■ Selected excerpt ■
☆ ☆ ☆ ☆ ☆

Add another vote for the FF compensation!

Cheers


----------



## joecool1964

wishfull1 said:


> Hi Chris
> 
> I check my caller ID and found that it hasn't logged a call since 11/15. I did the system test and the phone line failed. It also got the software upgrade on 11/15. Coincidence? I'm not sure, I did move things around in the rack around then too. I unplugged the R15 and check the phone connection and after getting a working line, the caller ID does work when playing something from MyVOD. I also tested it while paused, on a 10 minute delay and live. All had the caller ID pop-up. Maybe run your system test, or perhaps unplug the unit for a few to reset it?
> 
> Add another vote for the FF compensation!
> 
> Cheers


I too have found that the caller ID only works when it wants to. I first thought it wasn't working when I was watching a recorded show, but now it's not working at all. Mind you, if the caller ID doesn't work, it's not the worst thing that could happen, but it seems to be yet another in a growing list of bugs. I can appreciate that D* wants to put their product out there, but they should have had some folks like those who frequent these forums use them for about 3 months, then beef the thing up, and then release it to the public. I think they should be embarassed...


----------



## ChrisWyso

Thanks for the feedback on the caller ID. I'll probably first try hitting the red reset button on the unit and see if it corrects it. Although I'm quite reluctant to do this seeing everything _they're_ currently caching in RAM will get flushed!!! Ugh! I guess this is really sticking with me because I'm a programmer, and I know (relatively) how many, or more accurately, how few lines of code it takes to write some data to a file on the HD. Even if you're writing an XML file, the data is still already structured, and fairly tame to loop thru & read/write.

☆ ☆ ☆ ☆ ☆

(Box-labeled dataset extracts)
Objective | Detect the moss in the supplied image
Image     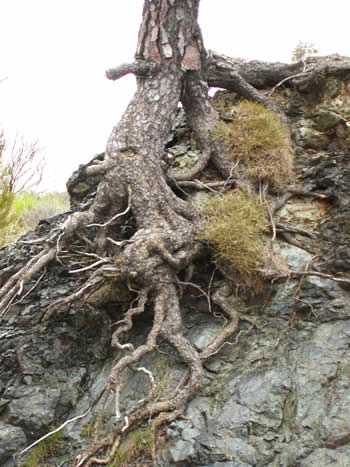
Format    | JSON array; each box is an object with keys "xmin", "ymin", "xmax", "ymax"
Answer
[
  {"xmin": 22, "ymin": 430, "xmax": 64, "ymax": 467},
  {"xmin": 212, "ymin": 101, "xmax": 293, "ymax": 188},
  {"xmin": 109, "ymin": 428, "xmax": 153, "ymax": 467},
  {"xmin": 201, "ymin": 191, "xmax": 268, "ymax": 277}
]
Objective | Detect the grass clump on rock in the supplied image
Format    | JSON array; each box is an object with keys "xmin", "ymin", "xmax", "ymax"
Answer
[
  {"xmin": 212, "ymin": 100, "xmax": 293, "ymax": 188},
  {"xmin": 202, "ymin": 190, "xmax": 269, "ymax": 278}
]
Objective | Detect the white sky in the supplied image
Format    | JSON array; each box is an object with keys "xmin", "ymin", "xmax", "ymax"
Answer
[{"xmin": 0, "ymin": 0, "xmax": 350, "ymax": 191}]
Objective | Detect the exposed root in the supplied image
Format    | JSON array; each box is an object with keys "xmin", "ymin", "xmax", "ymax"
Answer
[{"xmin": 0, "ymin": 247, "xmax": 57, "ymax": 318}]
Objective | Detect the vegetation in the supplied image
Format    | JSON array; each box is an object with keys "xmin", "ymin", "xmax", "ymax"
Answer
[
  {"xmin": 212, "ymin": 100, "xmax": 293, "ymax": 188},
  {"xmin": 0, "ymin": 134, "xmax": 14, "ymax": 238},
  {"xmin": 202, "ymin": 191, "xmax": 268, "ymax": 277},
  {"xmin": 109, "ymin": 428, "xmax": 153, "ymax": 467},
  {"xmin": 22, "ymin": 430, "xmax": 64, "ymax": 467},
  {"xmin": 0, "ymin": 192, "xmax": 69, "ymax": 247},
  {"xmin": 292, "ymin": 41, "xmax": 318, "ymax": 62}
]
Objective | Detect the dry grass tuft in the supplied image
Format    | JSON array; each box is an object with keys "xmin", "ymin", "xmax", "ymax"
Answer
[
  {"xmin": 201, "ymin": 191, "xmax": 269, "ymax": 279},
  {"xmin": 212, "ymin": 101, "xmax": 293, "ymax": 188}
]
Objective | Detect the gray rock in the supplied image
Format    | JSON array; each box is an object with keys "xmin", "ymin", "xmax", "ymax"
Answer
[{"xmin": 0, "ymin": 421, "xmax": 27, "ymax": 465}]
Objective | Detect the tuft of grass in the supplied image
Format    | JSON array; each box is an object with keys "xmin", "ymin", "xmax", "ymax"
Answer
[
  {"xmin": 22, "ymin": 430, "xmax": 64, "ymax": 467},
  {"xmin": 212, "ymin": 100, "xmax": 293, "ymax": 188},
  {"xmin": 201, "ymin": 190, "xmax": 269, "ymax": 278},
  {"xmin": 109, "ymin": 428, "xmax": 153, "ymax": 467},
  {"xmin": 0, "ymin": 192, "xmax": 69, "ymax": 248}
]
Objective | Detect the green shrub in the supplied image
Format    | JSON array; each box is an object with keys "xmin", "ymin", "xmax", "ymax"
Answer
[
  {"xmin": 292, "ymin": 41, "xmax": 318, "ymax": 62},
  {"xmin": 0, "ymin": 192, "xmax": 69, "ymax": 247},
  {"xmin": 212, "ymin": 101, "xmax": 293, "ymax": 188},
  {"xmin": 201, "ymin": 191, "xmax": 269, "ymax": 277}
]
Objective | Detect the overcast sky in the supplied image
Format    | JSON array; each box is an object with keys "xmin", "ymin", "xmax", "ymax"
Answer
[{"xmin": 0, "ymin": 0, "xmax": 350, "ymax": 191}]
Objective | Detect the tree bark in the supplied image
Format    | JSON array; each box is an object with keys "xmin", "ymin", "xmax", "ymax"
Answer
[{"xmin": 0, "ymin": 0, "xmax": 348, "ymax": 465}]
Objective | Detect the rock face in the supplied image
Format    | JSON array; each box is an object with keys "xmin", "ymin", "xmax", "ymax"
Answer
[{"xmin": 0, "ymin": 60, "xmax": 350, "ymax": 467}]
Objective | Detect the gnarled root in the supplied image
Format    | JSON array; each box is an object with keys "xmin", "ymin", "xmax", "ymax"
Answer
[{"xmin": 78, "ymin": 276, "xmax": 252, "ymax": 466}]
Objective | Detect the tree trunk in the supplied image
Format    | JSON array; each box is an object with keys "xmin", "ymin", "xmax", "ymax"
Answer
[{"xmin": 0, "ymin": 0, "xmax": 348, "ymax": 465}]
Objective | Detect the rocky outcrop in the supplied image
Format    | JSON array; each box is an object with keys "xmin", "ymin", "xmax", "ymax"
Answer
[{"xmin": 0, "ymin": 59, "xmax": 350, "ymax": 467}]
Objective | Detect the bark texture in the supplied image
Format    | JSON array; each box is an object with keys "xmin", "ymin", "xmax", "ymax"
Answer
[{"xmin": 0, "ymin": 0, "xmax": 350, "ymax": 466}]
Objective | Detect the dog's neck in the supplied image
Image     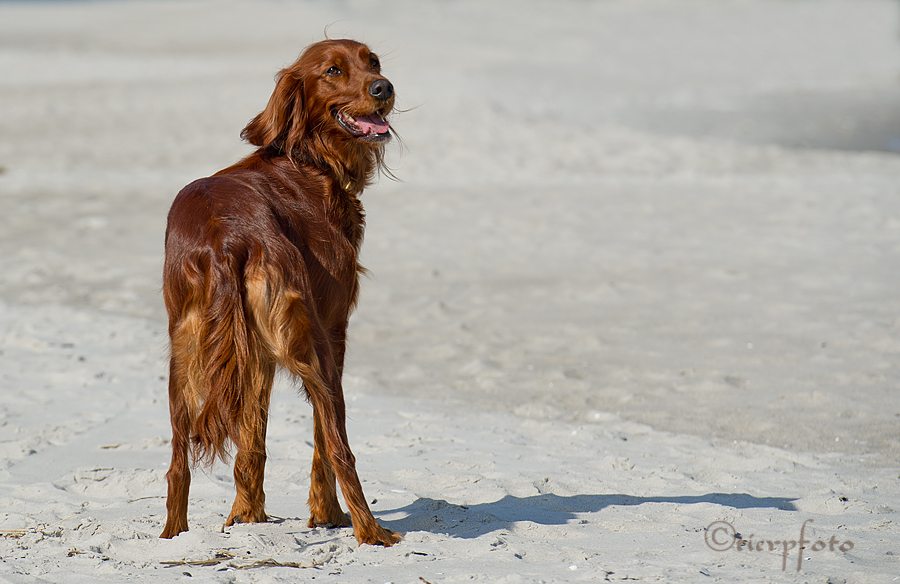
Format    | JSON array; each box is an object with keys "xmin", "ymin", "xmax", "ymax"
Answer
[{"xmin": 291, "ymin": 141, "xmax": 381, "ymax": 197}]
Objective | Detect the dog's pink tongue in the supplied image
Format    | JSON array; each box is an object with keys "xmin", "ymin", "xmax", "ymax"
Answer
[{"xmin": 356, "ymin": 114, "xmax": 391, "ymax": 136}]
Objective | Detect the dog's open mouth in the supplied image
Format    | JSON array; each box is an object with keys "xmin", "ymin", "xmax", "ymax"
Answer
[{"xmin": 334, "ymin": 110, "xmax": 391, "ymax": 142}]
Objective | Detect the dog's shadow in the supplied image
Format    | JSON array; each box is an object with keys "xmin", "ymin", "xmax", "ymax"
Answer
[{"xmin": 377, "ymin": 493, "xmax": 797, "ymax": 538}]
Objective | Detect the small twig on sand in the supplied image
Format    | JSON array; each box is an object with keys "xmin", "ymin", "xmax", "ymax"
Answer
[{"xmin": 160, "ymin": 551, "xmax": 317, "ymax": 570}]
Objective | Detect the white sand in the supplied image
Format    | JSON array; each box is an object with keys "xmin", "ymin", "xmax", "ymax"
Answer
[{"xmin": 0, "ymin": 0, "xmax": 900, "ymax": 584}]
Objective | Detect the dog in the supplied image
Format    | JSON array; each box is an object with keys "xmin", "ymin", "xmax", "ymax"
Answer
[{"xmin": 160, "ymin": 40, "xmax": 400, "ymax": 546}]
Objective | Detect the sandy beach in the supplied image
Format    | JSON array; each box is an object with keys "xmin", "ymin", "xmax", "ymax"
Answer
[{"xmin": 0, "ymin": 0, "xmax": 900, "ymax": 584}]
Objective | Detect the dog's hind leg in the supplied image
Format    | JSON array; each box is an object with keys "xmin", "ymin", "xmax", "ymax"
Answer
[
  {"xmin": 160, "ymin": 354, "xmax": 192, "ymax": 539},
  {"xmin": 225, "ymin": 344, "xmax": 275, "ymax": 527}
]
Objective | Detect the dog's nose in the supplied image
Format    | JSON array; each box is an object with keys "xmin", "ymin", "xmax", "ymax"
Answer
[{"xmin": 369, "ymin": 79, "xmax": 394, "ymax": 100}]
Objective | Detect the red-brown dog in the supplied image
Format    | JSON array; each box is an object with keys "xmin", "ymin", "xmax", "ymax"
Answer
[{"xmin": 162, "ymin": 40, "xmax": 400, "ymax": 546}]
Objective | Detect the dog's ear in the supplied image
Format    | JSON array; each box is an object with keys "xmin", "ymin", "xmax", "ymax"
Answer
[{"xmin": 241, "ymin": 68, "xmax": 306, "ymax": 156}]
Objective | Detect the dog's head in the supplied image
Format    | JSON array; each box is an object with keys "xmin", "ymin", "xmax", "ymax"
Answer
[{"xmin": 241, "ymin": 40, "xmax": 394, "ymax": 180}]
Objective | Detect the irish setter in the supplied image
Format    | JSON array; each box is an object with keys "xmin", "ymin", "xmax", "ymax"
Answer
[{"xmin": 161, "ymin": 40, "xmax": 400, "ymax": 546}]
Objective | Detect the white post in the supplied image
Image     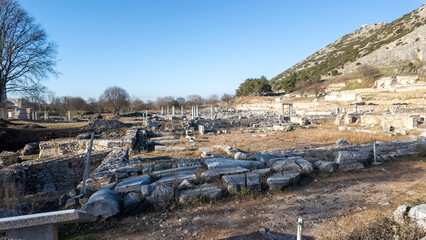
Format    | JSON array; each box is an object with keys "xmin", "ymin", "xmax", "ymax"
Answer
[
  {"xmin": 297, "ymin": 217, "xmax": 303, "ymax": 240},
  {"xmin": 210, "ymin": 105, "xmax": 214, "ymax": 120}
]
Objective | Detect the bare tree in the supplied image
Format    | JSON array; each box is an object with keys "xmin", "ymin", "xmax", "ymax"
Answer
[
  {"xmin": 0, "ymin": 0, "xmax": 57, "ymax": 101},
  {"xmin": 220, "ymin": 93, "xmax": 234, "ymax": 103},
  {"xmin": 99, "ymin": 86, "xmax": 130, "ymax": 115}
]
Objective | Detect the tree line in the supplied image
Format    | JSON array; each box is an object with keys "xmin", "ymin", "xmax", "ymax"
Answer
[{"xmin": 23, "ymin": 86, "xmax": 234, "ymax": 115}]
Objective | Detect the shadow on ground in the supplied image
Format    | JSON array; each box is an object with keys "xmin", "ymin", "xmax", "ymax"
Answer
[{"xmin": 221, "ymin": 231, "xmax": 314, "ymax": 240}]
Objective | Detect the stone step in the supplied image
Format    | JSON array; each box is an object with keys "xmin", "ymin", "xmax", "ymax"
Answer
[
  {"xmin": 205, "ymin": 158, "xmax": 264, "ymax": 169},
  {"xmin": 201, "ymin": 167, "xmax": 249, "ymax": 181},
  {"xmin": 115, "ymin": 175, "xmax": 151, "ymax": 190},
  {"xmin": 266, "ymin": 171, "xmax": 301, "ymax": 190},
  {"xmin": 151, "ymin": 165, "xmax": 203, "ymax": 178},
  {"xmin": 222, "ymin": 173, "xmax": 261, "ymax": 193}
]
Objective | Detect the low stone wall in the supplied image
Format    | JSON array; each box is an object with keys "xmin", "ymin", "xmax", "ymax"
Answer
[{"xmin": 0, "ymin": 151, "xmax": 109, "ymax": 194}]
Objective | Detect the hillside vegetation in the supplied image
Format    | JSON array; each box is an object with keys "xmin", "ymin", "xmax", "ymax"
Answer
[{"xmin": 271, "ymin": 4, "xmax": 426, "ymax": 91}]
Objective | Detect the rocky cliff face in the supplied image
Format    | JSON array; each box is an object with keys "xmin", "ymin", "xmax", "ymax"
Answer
[{"xmin": 271, "ymin": 3, "xmax": 426, "ymax": 84}]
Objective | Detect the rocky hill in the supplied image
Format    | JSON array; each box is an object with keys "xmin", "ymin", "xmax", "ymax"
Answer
[{"xmin": 271, "ymin": 4, "xmax": 426, "ymax": 90}]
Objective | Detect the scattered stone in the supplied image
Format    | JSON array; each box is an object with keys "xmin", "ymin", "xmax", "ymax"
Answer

☆ ☆ ☆ ☆ ☆

■ Do this ■
In the caller ID forum thread, what does ChrisWyso say he will probably try first to correct the caller ID problem?

■ Full answer ■
He will probably first try hitting the red reset button on the unit.